Petunjuk Latihan =
1. Bisakah Anda menulis ulang bagian teks tentang distribusi pupuk yang dimulai dari "Lanjut dia, pendekatan" dan berakhir pada "memicu moral hazard."?
2. Bagaimana kelanjutan teks tentang distribusi pupuk bersubsidi ini? Teruskan tulisannya setelah kalimat terakhir yang tersedia.

Blok Teks =

Anies-Muhaimin siap benahi distribusi pupuk di Indonesia
Jakarta (ANTARA) - Dewan Pakar Tim Nasional Anies-Muhaimin (Timnas AMIN) Achmad Nur Hidayat menyatakan pasangan urut satu itu, siap membenahi distribusi pupuk di Indonesia.
"Berdasarkan analisis masalah distribusi pupuk bersubsidi di Indonesia, tampak jelas bahwa sistem saat ini tidak efisien," katanya dalam keterangan tertulis di Jakarta, Sabtu.
Lanjut dia, pendekatan yang lebih efektif adalah dengan mengalihkan pemberian subsidi pupuk langsung kepada petani, bukan melalui produsen atau sistem distribusi yang rumit. Kata dia, fakta menunjukkan bahwa distribusi pupuk bersubsidi di Indonesia mengalami berbagai masalah, termasuk penyimpangan dan penyelewengan.
Selain itu, subsidi yang bernilai puluhan triliun rupiah, yang seharusnya menjadi bantuan bagi petani, seringkali disalahgunakan oleh oknum tertentu. Fenomena ini mirip dengan kasus elpiji 3 kilogram, di mana terdapat perbedaan harga antara pupuk subsidi dan non-subsidi di lapangan, sehingga memicu moral hazard.

Data Tersedia =
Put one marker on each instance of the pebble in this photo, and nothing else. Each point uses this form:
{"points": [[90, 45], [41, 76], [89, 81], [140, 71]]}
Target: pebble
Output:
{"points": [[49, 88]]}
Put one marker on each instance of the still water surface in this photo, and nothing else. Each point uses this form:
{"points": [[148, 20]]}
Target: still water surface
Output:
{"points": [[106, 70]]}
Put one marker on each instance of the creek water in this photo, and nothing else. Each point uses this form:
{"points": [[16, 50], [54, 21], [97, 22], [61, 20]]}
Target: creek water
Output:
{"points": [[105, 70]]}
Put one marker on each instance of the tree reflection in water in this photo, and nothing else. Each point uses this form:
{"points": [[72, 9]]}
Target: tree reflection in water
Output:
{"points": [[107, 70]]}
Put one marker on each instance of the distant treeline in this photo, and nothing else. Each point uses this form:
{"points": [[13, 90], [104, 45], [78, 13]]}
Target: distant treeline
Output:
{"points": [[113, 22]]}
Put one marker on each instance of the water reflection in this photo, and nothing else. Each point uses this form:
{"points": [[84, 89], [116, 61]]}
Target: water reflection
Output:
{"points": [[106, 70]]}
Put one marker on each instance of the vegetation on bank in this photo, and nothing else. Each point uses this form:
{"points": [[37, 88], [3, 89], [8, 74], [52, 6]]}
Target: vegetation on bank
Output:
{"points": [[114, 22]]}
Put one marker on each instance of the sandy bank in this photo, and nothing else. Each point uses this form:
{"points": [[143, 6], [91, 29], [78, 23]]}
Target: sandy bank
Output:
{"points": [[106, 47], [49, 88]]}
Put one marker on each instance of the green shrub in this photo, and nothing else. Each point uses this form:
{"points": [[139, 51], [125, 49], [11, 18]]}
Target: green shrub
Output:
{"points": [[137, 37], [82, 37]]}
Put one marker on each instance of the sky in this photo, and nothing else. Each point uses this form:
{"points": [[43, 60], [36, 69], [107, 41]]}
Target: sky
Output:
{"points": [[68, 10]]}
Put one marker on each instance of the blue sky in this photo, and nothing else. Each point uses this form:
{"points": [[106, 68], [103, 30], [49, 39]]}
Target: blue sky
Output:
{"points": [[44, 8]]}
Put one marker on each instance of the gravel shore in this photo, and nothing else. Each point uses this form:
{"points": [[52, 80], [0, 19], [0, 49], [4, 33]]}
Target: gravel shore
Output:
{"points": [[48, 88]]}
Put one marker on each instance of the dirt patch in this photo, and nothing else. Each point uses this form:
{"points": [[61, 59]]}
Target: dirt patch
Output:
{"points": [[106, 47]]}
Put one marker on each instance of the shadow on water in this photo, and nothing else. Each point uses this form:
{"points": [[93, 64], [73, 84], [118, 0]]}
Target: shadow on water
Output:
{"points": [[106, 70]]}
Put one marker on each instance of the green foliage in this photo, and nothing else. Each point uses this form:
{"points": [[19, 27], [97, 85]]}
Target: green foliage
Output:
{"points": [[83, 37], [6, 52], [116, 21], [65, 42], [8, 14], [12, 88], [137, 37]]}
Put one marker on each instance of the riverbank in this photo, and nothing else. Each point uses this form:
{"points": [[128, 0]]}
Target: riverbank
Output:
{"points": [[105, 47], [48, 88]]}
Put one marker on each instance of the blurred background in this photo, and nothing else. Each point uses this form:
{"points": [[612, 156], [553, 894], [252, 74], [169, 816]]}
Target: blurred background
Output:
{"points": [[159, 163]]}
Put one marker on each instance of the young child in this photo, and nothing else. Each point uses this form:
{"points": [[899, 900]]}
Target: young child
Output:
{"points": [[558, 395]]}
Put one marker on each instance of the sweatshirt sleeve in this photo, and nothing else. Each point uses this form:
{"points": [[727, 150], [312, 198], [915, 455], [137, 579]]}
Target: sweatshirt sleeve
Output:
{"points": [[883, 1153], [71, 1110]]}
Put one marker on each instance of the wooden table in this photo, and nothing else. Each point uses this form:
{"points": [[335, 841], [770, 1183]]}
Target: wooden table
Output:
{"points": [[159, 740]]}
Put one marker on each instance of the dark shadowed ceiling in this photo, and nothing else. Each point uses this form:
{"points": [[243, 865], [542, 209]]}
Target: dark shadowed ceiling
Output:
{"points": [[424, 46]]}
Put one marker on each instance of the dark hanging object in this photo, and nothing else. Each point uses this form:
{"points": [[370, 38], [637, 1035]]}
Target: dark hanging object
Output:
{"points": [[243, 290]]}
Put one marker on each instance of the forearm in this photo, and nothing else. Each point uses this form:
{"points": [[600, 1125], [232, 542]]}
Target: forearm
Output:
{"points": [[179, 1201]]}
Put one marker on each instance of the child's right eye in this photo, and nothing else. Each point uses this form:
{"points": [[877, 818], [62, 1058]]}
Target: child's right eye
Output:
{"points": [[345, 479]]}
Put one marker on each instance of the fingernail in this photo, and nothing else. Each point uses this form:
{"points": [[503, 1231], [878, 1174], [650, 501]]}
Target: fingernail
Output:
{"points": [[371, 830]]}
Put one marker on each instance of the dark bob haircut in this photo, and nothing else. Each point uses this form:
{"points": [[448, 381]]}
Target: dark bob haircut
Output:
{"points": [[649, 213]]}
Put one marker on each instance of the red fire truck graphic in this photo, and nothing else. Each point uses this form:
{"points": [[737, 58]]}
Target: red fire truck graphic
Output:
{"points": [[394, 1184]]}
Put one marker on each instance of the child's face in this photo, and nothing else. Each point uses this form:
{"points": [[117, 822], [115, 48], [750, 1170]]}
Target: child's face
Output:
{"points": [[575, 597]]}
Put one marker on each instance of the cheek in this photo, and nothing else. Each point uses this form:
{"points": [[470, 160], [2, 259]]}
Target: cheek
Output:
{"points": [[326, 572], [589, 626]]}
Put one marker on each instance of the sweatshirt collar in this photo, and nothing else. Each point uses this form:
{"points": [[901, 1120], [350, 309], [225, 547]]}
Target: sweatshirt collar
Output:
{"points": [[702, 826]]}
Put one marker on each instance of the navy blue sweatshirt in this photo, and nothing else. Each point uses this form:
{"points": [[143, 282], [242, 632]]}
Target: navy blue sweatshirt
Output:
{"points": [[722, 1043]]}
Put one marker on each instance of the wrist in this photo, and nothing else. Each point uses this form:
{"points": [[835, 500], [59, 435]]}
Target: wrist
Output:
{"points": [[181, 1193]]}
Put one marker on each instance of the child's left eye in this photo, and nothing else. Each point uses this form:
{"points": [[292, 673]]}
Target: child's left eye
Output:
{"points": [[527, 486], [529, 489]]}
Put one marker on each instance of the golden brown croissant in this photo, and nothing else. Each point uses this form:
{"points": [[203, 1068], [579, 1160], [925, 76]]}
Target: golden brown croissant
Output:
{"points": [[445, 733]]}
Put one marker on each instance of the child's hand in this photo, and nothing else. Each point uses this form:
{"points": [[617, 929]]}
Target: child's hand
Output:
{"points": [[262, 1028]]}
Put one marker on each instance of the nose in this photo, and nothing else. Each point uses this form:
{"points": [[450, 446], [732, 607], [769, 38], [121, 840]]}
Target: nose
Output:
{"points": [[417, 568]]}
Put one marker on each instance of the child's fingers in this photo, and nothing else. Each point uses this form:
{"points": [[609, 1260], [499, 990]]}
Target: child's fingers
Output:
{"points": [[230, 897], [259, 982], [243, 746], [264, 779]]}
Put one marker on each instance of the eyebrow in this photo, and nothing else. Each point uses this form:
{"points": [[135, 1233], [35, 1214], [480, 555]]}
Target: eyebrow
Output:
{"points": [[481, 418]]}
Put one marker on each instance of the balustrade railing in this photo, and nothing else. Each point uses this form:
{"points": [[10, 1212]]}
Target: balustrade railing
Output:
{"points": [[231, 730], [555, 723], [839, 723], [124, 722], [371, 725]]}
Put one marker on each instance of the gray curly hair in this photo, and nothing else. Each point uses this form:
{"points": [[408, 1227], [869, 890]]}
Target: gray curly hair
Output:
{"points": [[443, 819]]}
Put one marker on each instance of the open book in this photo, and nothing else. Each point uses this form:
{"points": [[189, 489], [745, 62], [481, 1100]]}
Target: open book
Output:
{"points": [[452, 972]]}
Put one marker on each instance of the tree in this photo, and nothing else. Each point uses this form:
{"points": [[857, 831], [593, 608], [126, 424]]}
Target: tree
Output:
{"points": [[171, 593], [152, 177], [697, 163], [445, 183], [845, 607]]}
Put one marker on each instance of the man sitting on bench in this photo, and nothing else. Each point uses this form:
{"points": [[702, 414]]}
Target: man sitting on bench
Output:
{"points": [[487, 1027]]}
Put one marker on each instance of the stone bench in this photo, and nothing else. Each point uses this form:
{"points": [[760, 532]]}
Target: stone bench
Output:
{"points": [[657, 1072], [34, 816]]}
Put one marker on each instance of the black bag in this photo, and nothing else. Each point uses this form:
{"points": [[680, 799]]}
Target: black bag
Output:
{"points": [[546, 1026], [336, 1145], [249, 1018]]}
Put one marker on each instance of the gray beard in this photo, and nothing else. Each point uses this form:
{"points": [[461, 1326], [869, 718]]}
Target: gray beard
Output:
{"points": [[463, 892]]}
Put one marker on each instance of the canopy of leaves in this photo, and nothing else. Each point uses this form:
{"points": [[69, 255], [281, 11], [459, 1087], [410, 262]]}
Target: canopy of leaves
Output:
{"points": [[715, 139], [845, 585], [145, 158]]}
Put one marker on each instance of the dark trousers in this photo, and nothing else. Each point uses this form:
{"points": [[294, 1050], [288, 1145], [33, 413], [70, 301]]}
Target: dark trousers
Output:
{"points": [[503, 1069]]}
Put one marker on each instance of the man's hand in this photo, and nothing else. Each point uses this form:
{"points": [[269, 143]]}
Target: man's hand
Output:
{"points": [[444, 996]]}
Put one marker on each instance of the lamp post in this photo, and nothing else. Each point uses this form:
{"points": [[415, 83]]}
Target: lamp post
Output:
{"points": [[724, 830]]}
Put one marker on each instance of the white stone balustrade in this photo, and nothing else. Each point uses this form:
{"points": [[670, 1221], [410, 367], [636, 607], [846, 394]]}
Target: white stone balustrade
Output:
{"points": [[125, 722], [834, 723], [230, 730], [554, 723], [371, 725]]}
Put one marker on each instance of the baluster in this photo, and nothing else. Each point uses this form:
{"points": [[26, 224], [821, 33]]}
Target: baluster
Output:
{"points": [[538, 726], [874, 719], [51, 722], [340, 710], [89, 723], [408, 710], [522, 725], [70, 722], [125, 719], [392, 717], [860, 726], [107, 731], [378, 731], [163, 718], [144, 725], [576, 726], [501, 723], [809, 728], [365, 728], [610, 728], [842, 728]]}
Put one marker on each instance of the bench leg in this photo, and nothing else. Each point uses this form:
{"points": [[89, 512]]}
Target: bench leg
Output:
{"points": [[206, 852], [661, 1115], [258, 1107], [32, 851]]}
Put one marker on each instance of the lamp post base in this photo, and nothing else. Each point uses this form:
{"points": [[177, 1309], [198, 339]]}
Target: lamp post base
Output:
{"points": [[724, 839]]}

Jawaban Tugas =
1.
Lanjut dia, pendekatan yang lebih efektif adalah dengan mengalihkan pemberian subsidi pupuk langsung kepada petani, bukan melalui produsen atau sistem distribusi yang rumit. Kata dia, fakta menunjukkan bahwa distribusi pupuk bersubsidi di Indonesia mengalami berbagai masalah, termasuk penyimpangan dan penyelewengan.
Selain itu, subsidi yang bernilai puluhan triliun rupiah, yang seharusnya menjadi bantuan bagi petani, seringkali disalahgunakan oleh oknum tertentu. Fenomena ini mirip dengan kasus elpiji 3 kilogram, di mana terdapat perbedaan harga antara pupuk subsidi dan non-subsidi di lapangan, sehingga memicu moral hazard.

2.
Kemudian, dugaan praktik mencampur pupuk subsidi dengan non-subsidi untuk mencari margin keuntungan telah merugikan petani, dengan dampak yang meluas hingga menurunkan produksi pangan, produktivitas, dan pendapatan petani.
"Salah satu masalah utama terletak pada sistem distribusi pupuk yang dikelola oleh BUMN. Banyak pupuk yang tidak terdistribusi dengan baik, mengendap di gudang penyimpanan pabrik, dan tidak sampai ke tangan petani," katanya menegaskan.
Aktivis dan pakar kebijakan publik ini menilai bahwa penyaluran pupuk melalui e-RDKK (rencana definitif kebutuhan kelompok) dan kartu tani, yang seharusnya memudahkan petani, justru sering menimbulkan kendala. Masalah ini menjadi lebih kritis pada musim tanam, di mana petani sangat membutuhkan pupuk, tetapi justru menghadapi kelangkaan.
Timnas AMIN memberikan lima rekomendasi untuk menyelesaikan permasalahan distribusi pupuk petani. Pertama, pemberian subsidi langsung kepada petani. Hal itu bisa dilakukan dengan sistem voucher atau kredit subsidi, yang dapat digunakan petani untuk membeli pupuk sesuai kebutuhan mereka.
Kedua, perbaikan data petani. Langkah ini membutuhkan upaya serius dari pemerintah dalam memperbaiki dan memperbaharui data petani. Penggunaan teknologi informasi dan kerja sama, dengan pemerintah daerah serta organisasi petani, dapat memastikan data yang akurat dan terkini.
Ketiga, pendidikan dan pelatihan untuk petani. Perlu memberikan pelatihan tentang penggunaan pupuk yang efektif dan efisien, serta praktik pertanian berkelanjutan. Pendidikan ini penting agar petani dapat menggunakan subsidi dengan bijak.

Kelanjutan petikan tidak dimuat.